Start
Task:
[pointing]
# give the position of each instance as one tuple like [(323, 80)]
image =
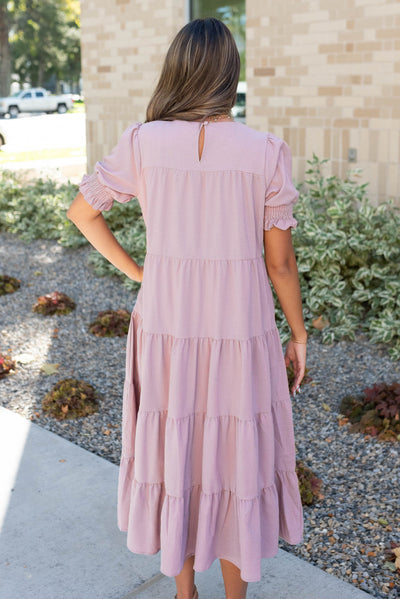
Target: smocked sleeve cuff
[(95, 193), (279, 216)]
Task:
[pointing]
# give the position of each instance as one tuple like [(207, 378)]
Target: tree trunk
End
Start
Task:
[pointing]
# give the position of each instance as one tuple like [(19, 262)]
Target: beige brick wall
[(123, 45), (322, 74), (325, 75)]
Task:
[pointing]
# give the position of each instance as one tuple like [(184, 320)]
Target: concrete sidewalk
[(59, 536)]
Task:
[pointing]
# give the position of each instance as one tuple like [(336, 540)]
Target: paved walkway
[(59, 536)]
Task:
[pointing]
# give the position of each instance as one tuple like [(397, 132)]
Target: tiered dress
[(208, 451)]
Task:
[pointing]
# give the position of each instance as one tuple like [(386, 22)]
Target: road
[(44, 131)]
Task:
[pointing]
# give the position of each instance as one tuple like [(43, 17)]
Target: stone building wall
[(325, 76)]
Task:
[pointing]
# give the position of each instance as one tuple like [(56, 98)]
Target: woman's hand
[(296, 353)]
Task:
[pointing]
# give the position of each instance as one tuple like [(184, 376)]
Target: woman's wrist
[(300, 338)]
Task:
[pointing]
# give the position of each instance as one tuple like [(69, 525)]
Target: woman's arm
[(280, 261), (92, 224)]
End
Start
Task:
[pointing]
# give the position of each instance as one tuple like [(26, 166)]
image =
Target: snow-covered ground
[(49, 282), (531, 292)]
End
# WRITTEN INSTRUCTION:
Please pull out every line of the data above that contains the string "each", matching case exactly.

# RESPONSE TO THE TASK:
# give the position of each instance as one tuple like [(323, 80)]
# give the position of each instance as one tuple like [(207, 378)]
# give the position of each instance as one tuple like [(19, 262)]
# give the position of each instance as one tuple like [(184, 320)]
# give the position of each instance as one tuple like [(336, 540)]
# give the position of each instance as one tuple like [(397, 132)]
# give the position of each instance as one tuple like [(386, 22)]
# give the position of each instance as one tuple like [(43, 17)]
# give the position of each instance as one tuple like [(56, 98)]
# give the position of each instance as one tuple like [(184, 376)]
# give the position of each instance as one tuple like [(69, 525)]
# give the position of each instance as one tuple like [(26, 166)]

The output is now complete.